__RECORDS FOR THIS TASK__:
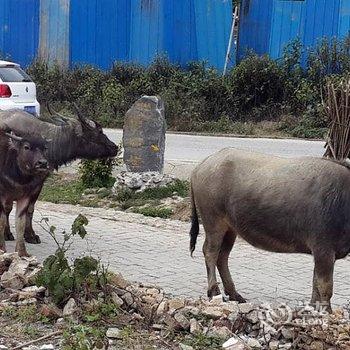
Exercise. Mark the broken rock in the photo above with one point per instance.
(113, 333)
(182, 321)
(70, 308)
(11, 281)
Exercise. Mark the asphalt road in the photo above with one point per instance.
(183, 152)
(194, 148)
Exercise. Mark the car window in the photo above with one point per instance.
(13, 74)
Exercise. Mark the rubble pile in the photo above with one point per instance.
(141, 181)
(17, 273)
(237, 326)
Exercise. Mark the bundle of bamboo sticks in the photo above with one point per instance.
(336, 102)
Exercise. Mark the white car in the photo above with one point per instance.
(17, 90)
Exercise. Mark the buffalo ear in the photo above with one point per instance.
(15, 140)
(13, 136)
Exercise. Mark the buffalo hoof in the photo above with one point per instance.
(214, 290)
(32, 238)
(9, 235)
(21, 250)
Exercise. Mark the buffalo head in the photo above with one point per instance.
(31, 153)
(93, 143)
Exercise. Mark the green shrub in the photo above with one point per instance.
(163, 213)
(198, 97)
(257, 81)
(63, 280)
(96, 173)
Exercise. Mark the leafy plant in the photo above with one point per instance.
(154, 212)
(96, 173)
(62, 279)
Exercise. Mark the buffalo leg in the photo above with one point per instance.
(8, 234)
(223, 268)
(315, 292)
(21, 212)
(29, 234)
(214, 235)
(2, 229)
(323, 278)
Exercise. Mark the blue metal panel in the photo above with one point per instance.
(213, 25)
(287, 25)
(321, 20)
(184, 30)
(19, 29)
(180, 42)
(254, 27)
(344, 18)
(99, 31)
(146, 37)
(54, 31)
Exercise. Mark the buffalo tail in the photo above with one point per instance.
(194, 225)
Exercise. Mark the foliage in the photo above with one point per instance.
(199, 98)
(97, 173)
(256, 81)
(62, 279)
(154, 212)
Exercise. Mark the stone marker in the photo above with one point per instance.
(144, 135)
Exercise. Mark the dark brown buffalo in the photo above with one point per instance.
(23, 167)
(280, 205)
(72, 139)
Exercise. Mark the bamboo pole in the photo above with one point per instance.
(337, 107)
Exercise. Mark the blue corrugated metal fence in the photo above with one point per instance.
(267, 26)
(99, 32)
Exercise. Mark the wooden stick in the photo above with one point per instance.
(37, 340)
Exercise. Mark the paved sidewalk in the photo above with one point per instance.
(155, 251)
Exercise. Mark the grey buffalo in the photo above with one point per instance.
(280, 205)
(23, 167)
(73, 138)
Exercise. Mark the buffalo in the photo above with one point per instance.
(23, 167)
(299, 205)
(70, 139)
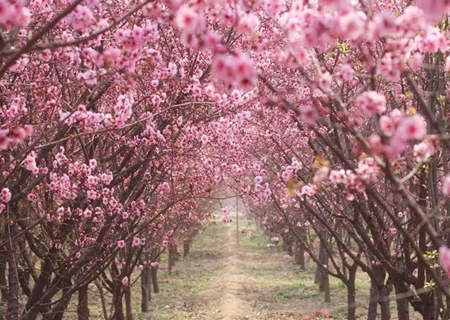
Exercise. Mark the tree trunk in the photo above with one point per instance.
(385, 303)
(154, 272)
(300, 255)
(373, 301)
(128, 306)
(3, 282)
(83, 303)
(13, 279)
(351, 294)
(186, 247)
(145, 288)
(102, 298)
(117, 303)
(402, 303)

--

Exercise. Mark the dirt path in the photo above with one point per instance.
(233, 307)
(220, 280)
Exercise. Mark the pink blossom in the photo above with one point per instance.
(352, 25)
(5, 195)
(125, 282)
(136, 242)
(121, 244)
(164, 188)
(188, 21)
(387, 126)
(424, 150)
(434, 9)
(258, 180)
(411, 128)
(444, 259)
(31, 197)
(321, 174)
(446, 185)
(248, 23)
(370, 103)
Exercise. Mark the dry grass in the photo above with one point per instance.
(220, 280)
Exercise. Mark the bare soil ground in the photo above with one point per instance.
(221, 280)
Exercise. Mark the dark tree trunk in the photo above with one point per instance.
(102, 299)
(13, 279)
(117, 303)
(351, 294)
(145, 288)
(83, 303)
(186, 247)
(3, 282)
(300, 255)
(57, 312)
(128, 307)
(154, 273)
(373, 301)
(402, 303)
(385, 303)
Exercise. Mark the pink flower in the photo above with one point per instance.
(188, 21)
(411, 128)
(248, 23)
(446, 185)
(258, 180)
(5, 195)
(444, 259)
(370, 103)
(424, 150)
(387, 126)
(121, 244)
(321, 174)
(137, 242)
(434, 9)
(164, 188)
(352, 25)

__WHAT TO WORK ON__:
How many lines in the items above contain the string "buffalo"? Case counts. Reply with the number alone.

__PROBLEM SOLUTION__:
8